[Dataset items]
-.-.-
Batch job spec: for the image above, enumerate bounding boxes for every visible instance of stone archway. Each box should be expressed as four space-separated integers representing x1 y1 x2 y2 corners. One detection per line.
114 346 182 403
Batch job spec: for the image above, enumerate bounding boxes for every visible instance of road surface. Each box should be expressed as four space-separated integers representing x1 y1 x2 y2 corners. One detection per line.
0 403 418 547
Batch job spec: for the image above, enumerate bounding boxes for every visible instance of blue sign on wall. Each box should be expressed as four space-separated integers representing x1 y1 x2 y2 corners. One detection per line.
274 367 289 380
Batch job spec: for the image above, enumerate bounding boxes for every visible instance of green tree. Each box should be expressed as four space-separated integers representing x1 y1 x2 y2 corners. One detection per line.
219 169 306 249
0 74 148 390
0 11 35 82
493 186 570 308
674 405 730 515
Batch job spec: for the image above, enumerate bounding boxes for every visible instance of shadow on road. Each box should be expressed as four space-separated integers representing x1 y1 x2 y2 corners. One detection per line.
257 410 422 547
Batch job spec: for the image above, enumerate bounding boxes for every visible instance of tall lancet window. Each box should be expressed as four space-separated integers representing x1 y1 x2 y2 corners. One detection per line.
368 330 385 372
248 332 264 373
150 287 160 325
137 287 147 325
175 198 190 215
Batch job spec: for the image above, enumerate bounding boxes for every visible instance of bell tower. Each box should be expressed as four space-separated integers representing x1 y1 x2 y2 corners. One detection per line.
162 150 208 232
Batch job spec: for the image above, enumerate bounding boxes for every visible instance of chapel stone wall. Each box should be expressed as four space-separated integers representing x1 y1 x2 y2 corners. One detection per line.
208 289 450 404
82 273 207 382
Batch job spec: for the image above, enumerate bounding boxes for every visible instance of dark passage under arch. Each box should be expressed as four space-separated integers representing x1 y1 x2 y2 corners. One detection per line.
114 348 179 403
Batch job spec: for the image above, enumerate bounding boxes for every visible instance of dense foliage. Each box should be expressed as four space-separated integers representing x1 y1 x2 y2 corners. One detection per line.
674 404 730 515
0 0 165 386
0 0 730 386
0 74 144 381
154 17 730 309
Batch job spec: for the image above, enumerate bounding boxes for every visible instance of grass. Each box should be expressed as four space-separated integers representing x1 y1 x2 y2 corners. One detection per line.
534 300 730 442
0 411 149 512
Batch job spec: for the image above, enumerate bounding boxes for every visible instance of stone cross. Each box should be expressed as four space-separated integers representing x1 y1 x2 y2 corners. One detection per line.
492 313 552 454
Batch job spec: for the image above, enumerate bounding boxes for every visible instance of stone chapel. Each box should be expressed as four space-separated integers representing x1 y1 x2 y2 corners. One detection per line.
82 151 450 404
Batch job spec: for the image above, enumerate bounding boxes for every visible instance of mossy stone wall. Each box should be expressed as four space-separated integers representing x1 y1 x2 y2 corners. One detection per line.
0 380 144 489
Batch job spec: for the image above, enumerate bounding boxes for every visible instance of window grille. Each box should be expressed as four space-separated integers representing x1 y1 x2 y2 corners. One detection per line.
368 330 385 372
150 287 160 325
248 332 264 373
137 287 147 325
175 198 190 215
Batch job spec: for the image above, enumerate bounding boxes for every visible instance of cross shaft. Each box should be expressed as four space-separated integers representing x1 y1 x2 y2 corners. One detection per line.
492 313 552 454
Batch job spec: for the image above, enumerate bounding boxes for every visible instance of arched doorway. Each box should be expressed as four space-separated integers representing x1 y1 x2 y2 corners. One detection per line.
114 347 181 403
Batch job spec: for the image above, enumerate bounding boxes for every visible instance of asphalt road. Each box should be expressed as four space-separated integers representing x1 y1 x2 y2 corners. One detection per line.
-.-.-
-- What the exercise asks --
Rewrite every line of the data from the one containing "instance of tall" down to the one containing "154 17 730 309", both included. Keep the text lines unchanged and increase each box coordinate in the answers by 134.

-- Result of this exercise --
Batch job spec: for the image above, enumerate bounding boxes for every visible instance of tall lancet window. Each box should be expressed as four space-separated integers representing x1 y1 x2 y2 corners. One detection per line.
502 464 519 506
382 466 398 507
284 421 294 459
271 421 281 459
309 332 324 349
Batch job spec: for the image above, enumerate bounding boxes for every visible instance of bell tower. Each box should be expressed as four space-separated integers representing x1 y1 x2 y2 corners. One detection per line.
296 284 342 366
Batch job spec: for the image above, enumerate bounding boxes for every visible instance of chapel stone wall. Each box should be expressed as four space-separated integers representing x1 y1 x2 y2 corners. One detection per line.
342 423 584 538
216 407 341 516
Batch job spec: for the image above, enumerate bounding boxes for every visible instance of dark passage under arch. Each box should be expressed as four space-separated integers representing x1 y1 x2 y2 corners. One detection per line.
248 482 313 537
Batch job spec: for the image above, enumerate bounding boxes for every visible instance of dense foliage. Each box should be expressed as four space-separated integers representing x1 y1 x2 y2 corners. One detection per line.
808 538 864 649
134 134 299 520
134 134 864 520
134 208 278 515
288 151 864 443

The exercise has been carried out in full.